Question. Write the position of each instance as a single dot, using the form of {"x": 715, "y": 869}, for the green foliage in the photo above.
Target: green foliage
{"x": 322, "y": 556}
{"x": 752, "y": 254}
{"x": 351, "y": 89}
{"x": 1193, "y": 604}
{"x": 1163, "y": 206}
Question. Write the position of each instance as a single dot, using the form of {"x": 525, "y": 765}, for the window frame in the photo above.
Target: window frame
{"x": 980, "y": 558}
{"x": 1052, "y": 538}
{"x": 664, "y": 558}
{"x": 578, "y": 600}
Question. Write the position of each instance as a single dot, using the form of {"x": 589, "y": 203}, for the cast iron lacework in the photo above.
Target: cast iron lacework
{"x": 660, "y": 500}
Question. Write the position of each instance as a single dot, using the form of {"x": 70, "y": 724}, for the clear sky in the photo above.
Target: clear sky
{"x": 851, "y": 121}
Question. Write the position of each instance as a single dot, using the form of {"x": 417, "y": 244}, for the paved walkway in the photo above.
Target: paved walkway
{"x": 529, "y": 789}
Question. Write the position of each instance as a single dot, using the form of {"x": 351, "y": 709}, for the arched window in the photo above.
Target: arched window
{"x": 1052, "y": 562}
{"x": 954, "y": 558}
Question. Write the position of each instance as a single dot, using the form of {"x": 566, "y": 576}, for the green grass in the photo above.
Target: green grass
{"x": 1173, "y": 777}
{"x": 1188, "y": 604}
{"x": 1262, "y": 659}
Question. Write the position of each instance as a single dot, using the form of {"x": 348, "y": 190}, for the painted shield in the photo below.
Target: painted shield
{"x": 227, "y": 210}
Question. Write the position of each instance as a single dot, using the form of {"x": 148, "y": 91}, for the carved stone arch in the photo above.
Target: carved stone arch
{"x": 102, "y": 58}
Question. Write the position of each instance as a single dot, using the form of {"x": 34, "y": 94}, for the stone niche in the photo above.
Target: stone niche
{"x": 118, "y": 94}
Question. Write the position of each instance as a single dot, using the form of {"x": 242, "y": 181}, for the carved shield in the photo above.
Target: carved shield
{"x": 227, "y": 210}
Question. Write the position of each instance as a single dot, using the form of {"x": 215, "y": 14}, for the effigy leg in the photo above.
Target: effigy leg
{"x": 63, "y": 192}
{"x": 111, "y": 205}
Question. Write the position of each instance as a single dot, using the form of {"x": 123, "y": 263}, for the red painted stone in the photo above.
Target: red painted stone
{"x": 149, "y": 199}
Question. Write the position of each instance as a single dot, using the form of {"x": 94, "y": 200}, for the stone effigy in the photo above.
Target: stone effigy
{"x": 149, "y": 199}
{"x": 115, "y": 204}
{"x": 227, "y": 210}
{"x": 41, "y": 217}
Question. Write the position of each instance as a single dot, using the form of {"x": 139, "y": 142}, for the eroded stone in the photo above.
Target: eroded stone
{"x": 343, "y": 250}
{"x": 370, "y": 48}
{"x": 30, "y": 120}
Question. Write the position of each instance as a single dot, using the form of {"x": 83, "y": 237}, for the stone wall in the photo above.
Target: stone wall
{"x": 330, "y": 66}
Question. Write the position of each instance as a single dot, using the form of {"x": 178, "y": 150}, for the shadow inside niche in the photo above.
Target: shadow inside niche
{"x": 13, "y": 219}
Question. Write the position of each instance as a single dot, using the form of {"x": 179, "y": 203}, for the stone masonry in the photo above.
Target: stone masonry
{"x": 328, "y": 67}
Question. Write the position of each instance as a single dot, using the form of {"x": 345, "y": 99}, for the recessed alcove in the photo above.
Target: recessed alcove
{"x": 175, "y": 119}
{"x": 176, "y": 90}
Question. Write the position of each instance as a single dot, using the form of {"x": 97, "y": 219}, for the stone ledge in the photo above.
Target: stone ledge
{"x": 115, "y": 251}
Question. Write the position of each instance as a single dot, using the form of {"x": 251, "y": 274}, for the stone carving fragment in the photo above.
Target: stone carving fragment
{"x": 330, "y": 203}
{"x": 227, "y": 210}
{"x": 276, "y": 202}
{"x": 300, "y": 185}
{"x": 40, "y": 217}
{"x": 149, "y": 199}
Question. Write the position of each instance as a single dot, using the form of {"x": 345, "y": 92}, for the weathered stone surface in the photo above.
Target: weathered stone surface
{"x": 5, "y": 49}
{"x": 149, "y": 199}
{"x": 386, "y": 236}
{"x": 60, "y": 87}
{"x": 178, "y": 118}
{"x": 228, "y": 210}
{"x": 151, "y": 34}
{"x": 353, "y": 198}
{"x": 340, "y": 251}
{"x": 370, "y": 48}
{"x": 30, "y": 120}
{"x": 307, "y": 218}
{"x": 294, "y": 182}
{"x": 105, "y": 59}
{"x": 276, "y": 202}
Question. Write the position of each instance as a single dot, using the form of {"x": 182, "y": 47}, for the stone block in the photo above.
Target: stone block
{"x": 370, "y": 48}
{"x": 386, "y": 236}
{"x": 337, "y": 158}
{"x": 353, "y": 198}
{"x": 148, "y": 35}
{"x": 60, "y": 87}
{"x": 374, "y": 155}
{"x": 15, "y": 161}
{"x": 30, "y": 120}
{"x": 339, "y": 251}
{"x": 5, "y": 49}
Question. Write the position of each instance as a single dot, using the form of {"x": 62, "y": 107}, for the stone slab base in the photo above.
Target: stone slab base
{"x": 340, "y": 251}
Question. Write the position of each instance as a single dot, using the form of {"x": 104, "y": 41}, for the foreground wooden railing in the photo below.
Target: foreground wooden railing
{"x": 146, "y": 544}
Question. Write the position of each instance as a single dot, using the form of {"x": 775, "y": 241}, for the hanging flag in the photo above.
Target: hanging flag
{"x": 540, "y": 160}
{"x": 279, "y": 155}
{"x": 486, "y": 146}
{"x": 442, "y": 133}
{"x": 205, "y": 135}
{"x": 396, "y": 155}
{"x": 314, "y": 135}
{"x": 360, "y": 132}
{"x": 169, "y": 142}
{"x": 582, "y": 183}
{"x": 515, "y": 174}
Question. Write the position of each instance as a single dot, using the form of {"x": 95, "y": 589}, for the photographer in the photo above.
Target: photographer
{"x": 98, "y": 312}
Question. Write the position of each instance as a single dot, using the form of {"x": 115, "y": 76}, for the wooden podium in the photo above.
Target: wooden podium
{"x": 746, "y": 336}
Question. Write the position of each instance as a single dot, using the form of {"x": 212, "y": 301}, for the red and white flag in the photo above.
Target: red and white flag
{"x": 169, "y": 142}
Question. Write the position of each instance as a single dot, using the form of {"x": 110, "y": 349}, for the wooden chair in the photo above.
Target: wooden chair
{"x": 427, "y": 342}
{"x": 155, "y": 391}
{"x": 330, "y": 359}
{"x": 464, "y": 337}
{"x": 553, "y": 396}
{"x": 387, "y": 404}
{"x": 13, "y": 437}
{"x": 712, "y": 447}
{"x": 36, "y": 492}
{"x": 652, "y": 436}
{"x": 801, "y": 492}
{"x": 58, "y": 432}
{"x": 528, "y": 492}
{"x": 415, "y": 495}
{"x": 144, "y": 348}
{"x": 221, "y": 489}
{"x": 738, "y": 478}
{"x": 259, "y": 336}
=-=-=
**Objective**: Return every line exactly.

**Response to the task**:
Question. Write the position of each instance as a single dot, using the form of {"x": 715, "y": 869}, for the green foliage in the photo above.
Target: green foliage
{"x": 322, "y": 556}
{"x": 752, "y": 254}
{"x": 351, "y": 89}
{"x": 1193, "y": 604}
{"x": 1163, "y": 206}
Question. Write the position of each instance as a single dot, using the form of {"x": 525, "y": 765}, for the window frame in the photo above.
Target: window frame
{"x": 980, "y": 558}
{"x": 1052, "y": 538}
{"x": 664, "y": 558}
{"x": 578, "y": 600}
Question. Write the position of each instance as a single dot, using the form of {"x": 589, "y": 203}, for the cast iron lacework in the photo above.
Target: cast iron lacework
{"x": 660, "y": 500}
Question. Write the position of each instance as a single dot, using the form of {"x": 70, "y": 724}, for the clear sky in the photo above.
Target: clear sky
{"x": 851, "y": 121}
Question. Write the position of each instance as a single dot, using the form of {"x": 417, "y": 244}, for the paved walkway in the photo above.
Target: paved walkway
{"x": 529, "y": 789}
Question. Write the position of each instance as a single dot, using the form of {"x": 351, "y": 709}, for the arched window in the photo above.
Target: arched window
{"x": 1052, "y": 562}
{"x": 954, "y": 558}
Question. Write the position of each instance as a single dot, using the form of {"x": 566, "y": 576}, for the green grass in the photo above.
Target: green grass
{"x": 1173, "y": 777}
{"x": 1188, "y": 604}
{"x": 1262, "y": 659}
Question. Write the position of each instance as a single dot, using the form of {"x": 348, "y": 190}, for the painted shield in the photo below.
Target: painted shield
{"x": 227, "y": 210}
Question. Write the position of each instance as a single dot, using the form of {"x": 148, "y": 91}, for the carved stone arch in the photo above.
Target: carved stone arch
{"x": 102, "y": 58}
Question. Write the position of each instance as a single dot, using the form of {"x": 34, "y": 94}, for the stone niche in the photo above.
Target: stone niche
{"x": 118, "y": 94}
Question. Write the position of each instance as a single dot, using the form of {"x": 242, "y": 181}, for the carved shield in the photo above.
Target: carved shield
{"x": 227, "y": 210}
Question. Write the position of each instance as a single dot, using the form of {"x": 215, "y": 14}, for the effigy leg in the photo above.
Target: effigy leg
{"x": 63, "y": 192}
{"x": 111, "y": 205}
Question. Write the position of each instance as a single dot, using the form of {"x": 123, "y": 263}, for the red painted stone in the photo above.
Target: red painted stone
{"x": 149, "y": 199}
Question. Write the position of each instance as a single dot, using the form of {"x": 94, "y": 200}, for the stone effigy in the photo above.
Target: stone effigy
{"x": 149, "y": 199}
{"x": 115, "y": 204}
{"x": 227, "y": 210}
{"x": 41, "y": 217}
Question. Write the position of each instance as a single dot, using the form of {"x": 139, "y": 142}, for the eroded stone in the photo above.
Target: eroded stone
{"x": 343, "y": 250}
{"x": 370, "y": 48}
{"x": 30, "y": 120}
Question. Write the position of each instance as a single dot, using the form of {"x": 83, "y": 237}, for the stone wall in the photo above.
Target: stone wall
{"x": 330, "y": 66}
Question. Write the position of each instance as a single dot, using the form of {"x": 178, "y": 150}, for the shadow inside niche in the photo above.
Target: shadow inside niche
{"x": 13, "y": 219}
Question. Write the position of each instance as a single dot, using the form of {"x": 179, "y": 203}, for the stone masonry in the photo above.
Target: stone masonry
{"x": 328, "y": 67}
Question. Write the position of each instance as a single dot, using the form of {"x": 345, "y": 99}, for the recessed alcove in the photo above.
Target: recessed alcove
{"x": 175, "y": 119}
{"x": 176, "y": 90}
Question. Write the position of each instance as a single dot, using the form of {"x": 97, "y": 219}, for the stone ledge in the photo above.
Target: stone ledge
{"x": 115, "y": 251}
Question. Write the position of each instance as a single dot, using the form of {"x": 251, "y": 274}, for the stone carving fragment in the photo above.
Target: stone carving fragment
{"x": 330, "y": 203}
{"x": 227, "y": 210}
{"x": 276, "y": 202}
{"x": 300, "y": 185}
{"x": 40, "y": 217}
{"x": 149, "y": 199}
Question. Write the position of each instance as a single dot, using the form of {"x": 345, "y": 92}, for the weathered stone surface in the photo above.
Target: weathered stone surface
{"x": 5, "y": 49}
{"x": 149, "y": 199}
{"x": 386, "y": 236}
{"x": 60, "y": 87}
{"x": 178, "y": 118}
{"x": 228, "y": 210}
{"x": 151, "y": 34}
{"x": 353, "y": 198}
{"x": 340, "y": 251}
{"x": 370, "y": 48}
{"x": 30, "y": 120}
{"x": 307, "y": 218}
{"x": 294, "y": 182}
{"x": 105, "y": 59}
{"x": 276, "y": 202}
Question. Write the position of each instance as a single dot, using the form of {"x": 182, "y": 47}, for the stone block in the photo above.
Target: stone block
{"x": 370, "y": 48}
{"x": 386, "y": 236}
{"x": 337, "y": 158}
{"x": 353, "y": 198}
{"x": 148, "y": 35}
{"x": 60, "y": 87}
{"x": 374, "y": 155}
{"x": 15, "y": 161}
{"x": 30, "y": 120}
{"x": 339, "y": 251}
{"x": 5, "y": 49}
Question. Write the position of each instance as a single dot, using the form of {"x": 62, "y": 107}, for the stone slab base in the photo above.
Target: stone slab base
{"x": 340, "y": 251}
Question. Write the position of each instance as a single dot, using the form of {"x": 104, "y": 41}, for the foreground wooden railing in the photo below.
Target: foreground wooden railing
{"x": 146, "y": 544}
Question. Write the position of each instance as a single dot, using the form of {"x": 775, "y": 241}, for the hanging flag in the photo above.
Target: hanging flag
{"x": 540, "y": 160}
{"x": 279, "y": 155}
{"x": 486, "y": 146}
{"x": 442, "y": 133}
{"x": 205, "y": 135}
{"x": 396, "y": 155}
{"x": 314, "y": 135}
{"x": 360, "y": 132}
{"x": 169, "y": 142}
{"x": 582, "y": 183}
{"x": 515, "y": 174}
Question. Write the position of each instance as a single dot, using the form of {"x": 95, "y": 589}, for the photographer in the photo above.
Target: photographer
{"x": 98, "y": 312}
Question. Write the position of each instance as a single dot, using the form of {"x": 115, "y": 76}, for the wooden podium in the photo above.
Target: wooden podium
{"x": 746, "y": 336}
Question. Write the position of each instance as a single dot, using the form of {"x": 212, "y": 301}, for the red and white flag in the photo above.
Target: red and white flag
{"x": 169, "y": 142}
Question. Write the position of each instance as a single dot, using the form of {"x": 110, "y": 349}, for the wooden chair in the photo above.
Target: wooden chair
{"x": 427, "y": 342}
{"x": 155, "y": 391}
{"x": 330, "y": 359}
{"x": 464, "y": 337}
{"x": 553, "y": 396}
{"x": 387, "y": 404}
{"x": 13, "y": 437}
{"x": 712, "y": 447}
{"x": 36, "y": 492}
{"x": 652, "y": 436}
{"x": 801, "y": 492}
{"x": 58, "y": 432}
{"x": 528, "y": 492}
{"x": 415, "y": 495}
{"x": 144, "y": 348}
{"x": 221, "y": 489}
{"x": 738, "y": 478}
{"x": 259, "y": 336}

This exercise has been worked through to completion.